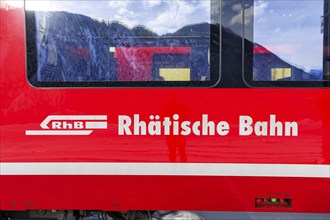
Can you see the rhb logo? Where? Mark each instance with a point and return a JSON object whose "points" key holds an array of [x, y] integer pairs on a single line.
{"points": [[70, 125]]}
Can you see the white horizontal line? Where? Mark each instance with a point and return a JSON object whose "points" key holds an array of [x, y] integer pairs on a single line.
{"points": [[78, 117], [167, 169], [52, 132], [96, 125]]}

* * *

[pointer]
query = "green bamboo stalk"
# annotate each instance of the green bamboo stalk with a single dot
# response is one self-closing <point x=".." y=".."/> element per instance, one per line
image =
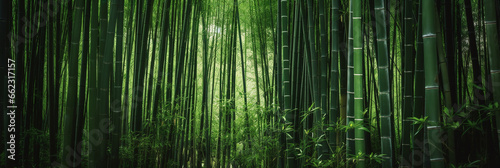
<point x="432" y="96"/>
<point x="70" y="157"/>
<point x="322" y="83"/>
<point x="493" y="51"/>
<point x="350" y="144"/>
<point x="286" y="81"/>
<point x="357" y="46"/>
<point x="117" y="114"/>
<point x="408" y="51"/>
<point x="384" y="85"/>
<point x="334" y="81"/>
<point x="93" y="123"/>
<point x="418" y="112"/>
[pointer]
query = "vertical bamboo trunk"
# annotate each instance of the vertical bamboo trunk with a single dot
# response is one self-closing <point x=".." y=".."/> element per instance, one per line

WHAT IS BEING ASKED => Check the entries above line by line and return each one containing the word "stalk".

RESULT FOR THIS EXERCISE =>
query = "green bamboo stalk"
# annotate each instance of the green bamboo stalk with a single dot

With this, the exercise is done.